►
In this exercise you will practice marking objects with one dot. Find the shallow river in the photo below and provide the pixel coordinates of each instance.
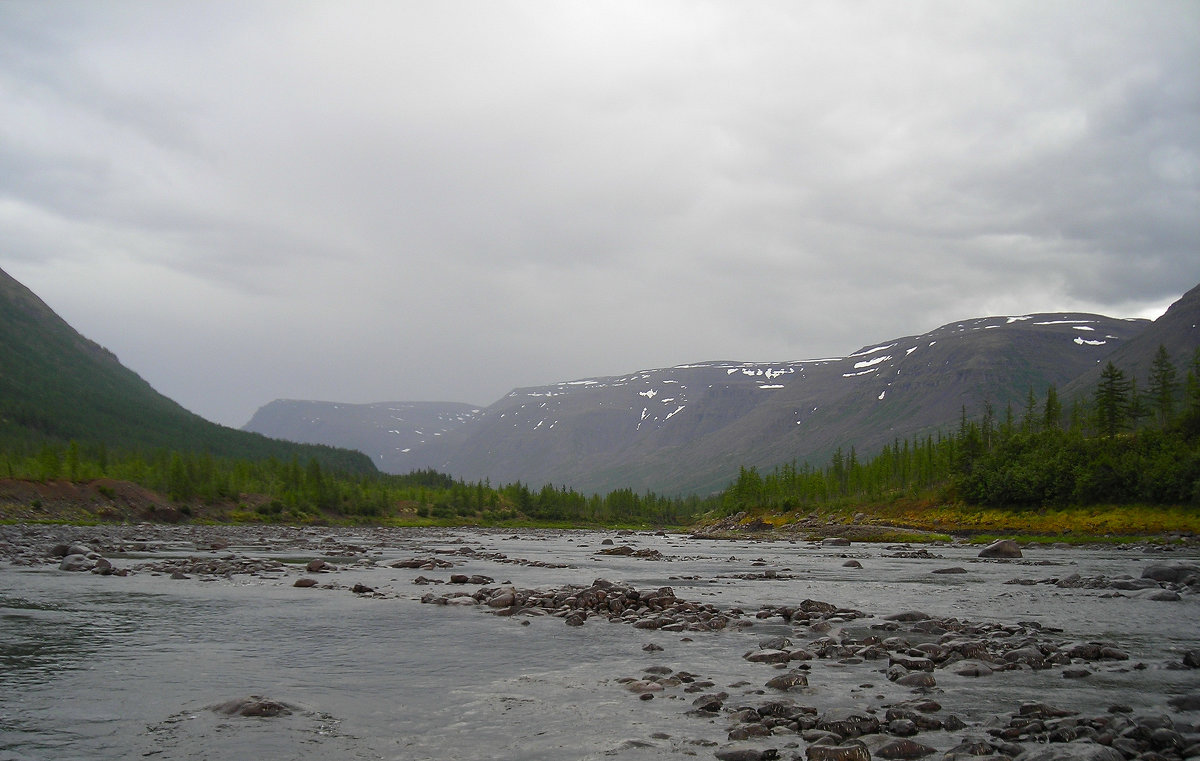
(126, 666)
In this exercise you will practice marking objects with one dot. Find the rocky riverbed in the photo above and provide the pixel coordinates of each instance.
(587, 645)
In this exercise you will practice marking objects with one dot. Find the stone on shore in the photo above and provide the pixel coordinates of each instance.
(252, 706)
(1001, 549)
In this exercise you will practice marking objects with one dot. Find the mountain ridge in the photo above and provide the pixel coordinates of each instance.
(691, 426)
(57, 385)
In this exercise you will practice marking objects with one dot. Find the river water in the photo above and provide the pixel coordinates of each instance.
(118, 667)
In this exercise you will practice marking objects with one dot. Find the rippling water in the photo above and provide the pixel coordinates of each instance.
(113, 667)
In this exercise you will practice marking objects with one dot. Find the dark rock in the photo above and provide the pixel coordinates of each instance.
(917, 678)
(1001, 549)
(905, 616)
(850, 751)
(903, 749)
(709, 703)
(789, 682)
(972, 669)
(1186, 702)
(745, 754)
(903, 727)
(847, 723)
(1164, 595)
(76, 562)
(749, 730)
(252, 706)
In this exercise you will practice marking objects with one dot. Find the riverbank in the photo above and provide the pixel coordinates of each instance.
(589, 645)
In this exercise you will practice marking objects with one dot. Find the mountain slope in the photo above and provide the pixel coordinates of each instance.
(57, 385)
(400, 436)
(689, 429)
(1176, 330)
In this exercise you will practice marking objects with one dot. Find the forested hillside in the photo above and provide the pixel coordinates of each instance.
(57, 387)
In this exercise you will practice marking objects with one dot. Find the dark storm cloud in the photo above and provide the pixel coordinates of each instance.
(379, 201)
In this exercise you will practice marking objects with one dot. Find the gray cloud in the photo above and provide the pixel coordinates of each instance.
(401, 201)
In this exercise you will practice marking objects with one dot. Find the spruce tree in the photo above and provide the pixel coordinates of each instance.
(1111, 401)
(1051, 417)
(1163, 385)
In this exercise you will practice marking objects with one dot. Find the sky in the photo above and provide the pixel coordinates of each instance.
(355, 201)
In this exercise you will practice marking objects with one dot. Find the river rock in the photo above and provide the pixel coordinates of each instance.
(789, 682)
(768, 655)
(849, 723)
(903, 748)
(252, 706)
(1173, 573)
(1186, 702)
(849, 751)
(907, 616)
(917, 678)
(76, 562)
(741, 753)
(972, 669)
(1001, 549)
(1164, 595)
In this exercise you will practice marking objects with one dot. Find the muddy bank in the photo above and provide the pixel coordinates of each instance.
(737, 649)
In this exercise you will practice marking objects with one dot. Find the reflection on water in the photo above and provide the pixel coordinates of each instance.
(115, 667)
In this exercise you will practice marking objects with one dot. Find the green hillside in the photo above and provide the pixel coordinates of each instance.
(57, 385)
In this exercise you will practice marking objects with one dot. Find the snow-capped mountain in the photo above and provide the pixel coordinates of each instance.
(689, 427)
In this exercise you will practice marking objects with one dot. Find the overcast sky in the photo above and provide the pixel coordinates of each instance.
(443, 201)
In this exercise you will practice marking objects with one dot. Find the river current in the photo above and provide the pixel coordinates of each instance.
(97, 666)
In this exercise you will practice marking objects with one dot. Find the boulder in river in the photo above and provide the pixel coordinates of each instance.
(252, 706)
(76, 562)
(1001, 549)
(850, 751)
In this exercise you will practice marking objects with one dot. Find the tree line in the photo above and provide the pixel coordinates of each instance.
(1121, 445)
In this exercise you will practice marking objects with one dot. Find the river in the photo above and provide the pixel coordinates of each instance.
(106, 666)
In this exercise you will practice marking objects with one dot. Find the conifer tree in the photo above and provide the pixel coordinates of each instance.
(1051, 415)
(1111, 401)
(1163, 385)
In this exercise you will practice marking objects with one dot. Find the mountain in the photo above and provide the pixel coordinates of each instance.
(1176, 330)
(401, 436)
(57, 385)
(689, 429)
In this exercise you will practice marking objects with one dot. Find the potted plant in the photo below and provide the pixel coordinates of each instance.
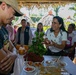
(37, 49)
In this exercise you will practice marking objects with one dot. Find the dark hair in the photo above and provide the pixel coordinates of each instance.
(38, 28)
(60, 20)
(73, 25)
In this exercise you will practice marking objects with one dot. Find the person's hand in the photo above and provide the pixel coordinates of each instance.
(7, 62)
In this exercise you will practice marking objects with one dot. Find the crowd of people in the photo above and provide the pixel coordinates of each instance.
(58, 40)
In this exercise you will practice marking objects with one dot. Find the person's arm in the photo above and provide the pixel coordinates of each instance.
(7, 59)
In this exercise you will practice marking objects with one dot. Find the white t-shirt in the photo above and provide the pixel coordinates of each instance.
(62, 36)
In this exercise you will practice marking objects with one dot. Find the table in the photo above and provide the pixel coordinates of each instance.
(70, 67)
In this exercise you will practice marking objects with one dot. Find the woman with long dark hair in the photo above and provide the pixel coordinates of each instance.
(56, 37)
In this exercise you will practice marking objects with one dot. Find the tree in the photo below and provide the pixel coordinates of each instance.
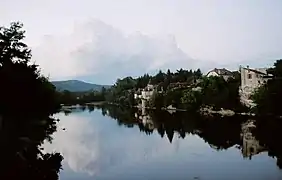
◄
▶ [Your objective]: Which lines of the entries above contain the string "hair"? Pick out each one and copy it in full, treating uppercase and lowercase as different.

▶ [Response]:
In this exercise you will practice marking objects with one dot. Find the dark hair in the photo above and provide the pixel coordinates of each instance.
In this exercise you will practice marking objects with one dot. Find the woman with long dark hair in the photo above and provide the pixel coordinates of each instance.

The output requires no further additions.